• [What you will do]
1. In the Angkor temples guide, how long does the bicycle ride take from the centre of Siem Reap to the start of the small circuit?
2. Write a continuation of the Angkor temples guide that begins right after its last line.

* begin Passage given *

The first time we did the small circuit we went by bicycle ($3-5 to rent). It’s a great way to explore the temple area, but it’s a 45-minute ride from the centre of Siem Reap to the start of the circuit and 45 minutes back again at the end of the day.

If you include the many hours spent walking around the temples in hot temperatures, we think it’s better to go by tuk-tuk or scooter. Furthermore, if you want to see sunrise or sunset you’ll be cycling there or back in the dark.


A taxi tour ($27) is just like a tuk-tuk tour except you’ll have air conditioning and it’ll be a tiny bit quicker. But it’s more expensive and nowhere near as much fun.


We have ranked all the temples to help you choose which ones to visit. All the temples in the area including the outer temples are in our best Angkor Temples guide.


Our Rating – ★★★☆☆ | Worth a stop | Time to Visit – 40 minutes.

Built from grey sandstone, Pre Rup has decayed quicker than other temples, giving it even more of a worn, crumbling appearance than many other Angkor temples.

From a series of galleries and walkways you can spot lion statues guarding doorways, crumbling stone columns and once intricate lintels. The long staircase leading up the 3-stepped pyramid to the upper level with 5 towers was our highlight.  

Pre Rup is one of the few temples open at both sunrise and sunset. However, with no views and high trees surrounding it, it’s not the best place to be for either.


Our Rating – ★★☆☆☆ | Checkout the elephants | Time to Visit – 40 minutes.

* end Passage given *
* begin Given data *

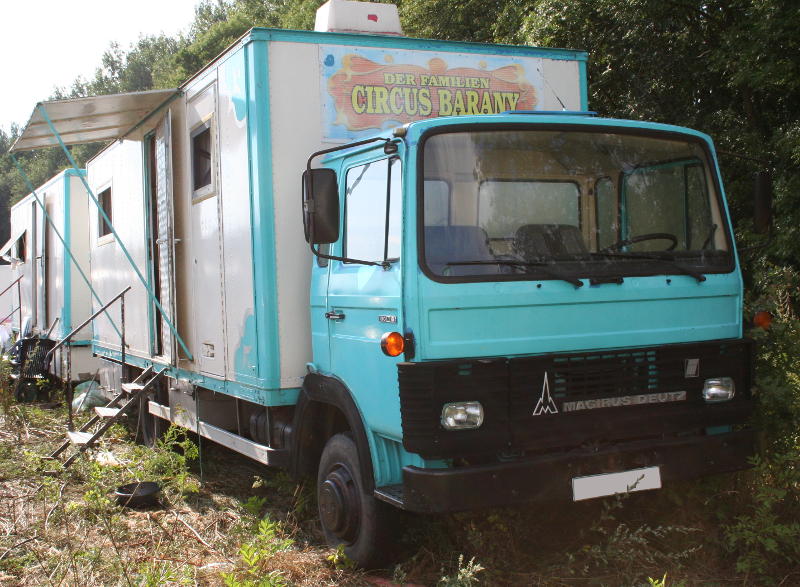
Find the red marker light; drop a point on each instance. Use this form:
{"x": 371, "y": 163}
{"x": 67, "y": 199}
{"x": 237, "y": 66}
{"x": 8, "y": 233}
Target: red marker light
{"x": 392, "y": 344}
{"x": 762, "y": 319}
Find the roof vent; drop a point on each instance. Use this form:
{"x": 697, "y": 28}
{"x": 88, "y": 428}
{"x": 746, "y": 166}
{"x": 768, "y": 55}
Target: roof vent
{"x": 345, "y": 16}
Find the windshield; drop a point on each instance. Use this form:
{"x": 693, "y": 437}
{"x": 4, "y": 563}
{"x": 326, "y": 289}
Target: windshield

* end Given data *

• [Results]
1. 45 minutes.

2.
East Mebon is a pyramid of terraces with beautiful sculptures and statues. The highlight is the 2-metre-high elephants adorning each corner.

Originally, the temple was located on an artificial island in a large body of water and was only accessible by boat. The water is long gone, but the temple remains in a layout of multiple courtyards and towers.

We liked visiting but unfortunately, there was quite a bit of scaffolding. See the elephant statues and head inside if the scaffolding has gone.


Our Rating – ★★★☆☆ | Walk all the way through to the eastern gate | Time to Visit – 45 minutes.

Ta Som is an atmospheric temple that has been carefully restored over the years. It’s been held up in places, but not so much that it ruins the crumbling effect.

There are some remarkable stone carvings, and the jungle setting makes it a captivating place to stroll around.

Make sure you head all the way through the temple to the far eastern gate. The tree consuming the gate has been cut back extensively but the roots over the entrance remain. It’s lost some of its allure since our first visit but it’s still a good sight.  


Our Rating – ★★★★☆ | Stop to photograph the Baray | Time to Visit – 15 minutes.

The reservoirs that surround the Angkor temples are remarkable. One of the most spectacular is the North Baray also called Jaytataka Baray. Measuring 3,600 metres by 900 metre it’s a colossal man-made lake.

A wooden boardwalk (that heads across the water to Neak Pean) offers an excellent viewing platform over the reservoir. It is often covered in lilies and backed by dead trees poking above the water.


Our Rating – ★★☆☆☆ | Can skip if short on time | Time to Visit – 30 minutes.

Neak Pean (sometimes spelt Neak Poan) is a Buddhist temple on a man-made island in the centre of the Northern Baray.

The central shrine, rising from a double circular lotus-styled base, sits at the centre of a large basin, The temple is nice enough, but it’s the walk over the Northern Baray that makes coming here special.

neak pean temple


Our Rating – ★★☆☆☆ | Skip unless its wet season | Time to Visit – 20 minutes.

Just off the Grand Circuit you’ll find Prasat Prei and a little further on Banteay Prei. Only partially restored the site presents a very natural atmosphere and it’s usually very quiet.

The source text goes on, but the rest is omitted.